### What needs to be done
Rewrite the lines below as a numbered list, dropping any blank lines and leaving out the pictures.

── Provided material

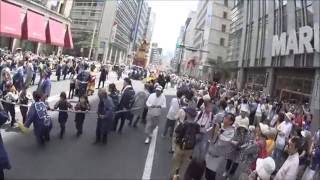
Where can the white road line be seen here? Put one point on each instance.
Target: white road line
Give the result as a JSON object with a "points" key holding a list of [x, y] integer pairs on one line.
{"points": [[149, 161]]}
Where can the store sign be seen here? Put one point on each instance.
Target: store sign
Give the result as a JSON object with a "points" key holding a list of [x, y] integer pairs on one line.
{"points": [[298, 44]]}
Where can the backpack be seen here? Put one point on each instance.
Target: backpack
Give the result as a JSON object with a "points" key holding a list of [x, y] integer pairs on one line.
{"points": [[130, 95], [200, 115], [41, 109], [3, 117], [186, 135], [17, 78]]}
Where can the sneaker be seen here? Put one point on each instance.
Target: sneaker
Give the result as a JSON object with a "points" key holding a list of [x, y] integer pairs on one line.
{"points": [[147, 141]]}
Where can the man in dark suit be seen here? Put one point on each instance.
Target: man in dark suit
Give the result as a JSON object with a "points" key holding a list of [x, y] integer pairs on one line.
{"points": [[126, 102]]}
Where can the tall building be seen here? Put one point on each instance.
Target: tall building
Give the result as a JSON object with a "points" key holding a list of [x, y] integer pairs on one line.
{"points": [[177, 59], [92, 24], [211, 36], [279, 50], [155, 54], [151, 18], [141, 24], [188, 55], [124, 23], [42, 27]]}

────

### Answer to this problem
1. Where can the white road line be seen here? Put one point on each instance.
2. Target: white road line
3. Give the result as a JSON object with a "points" key holding a list of [x, y] integer pairs on one line.
4. {"points": [[149, 161]]}
5. Where can the store sign be seen here? Put one point on each instance.
6. Target: store sign
7. Give the result as a JSON object with a "points" key holding a list of [x, y] integer pairs on one line.
8. {"points": [[298, 44]]}
9. Where can the backpack be seen here? Put one point on each instance.
10. Target: backpack
11. Give the result as a JSON object with a "points" key holding a list of [x, y] integer pairs on one line.
12. {"points": [[130, 95], [200, 115], [41, 109], [3, 117], [186, 135], [17, 78]]}
13. Where can the sneaker be seen here? Put one point on each instance.
14. Target: sneaker
15. Give the result as a JSON object with a "points" key holding a list of [x, y] integer pairs on one line.
16. {"points": [[147, 141]]}
17. Where can the man in dark suit be seen here? Put one point on each instance.
18. Target: man in dark suit
19. Give the result as a JSON object with a "points" key holding a list of [x, y] integer pairs on one line.
20. {"points": [[126, 102]]}
21. Where can the tall building be seen here? Put one point on each instance.
22. Target: tall building
23. Give the result as a JSON object with a "points" key holding a list of [x, y] integer pairs on one line.
24. {"points": [[177, 59], [92, 24], [211, 36], [279, 50], [155, 54], [151, 18], [141, 24], [188, 55], [124, 23], [42, 27]]}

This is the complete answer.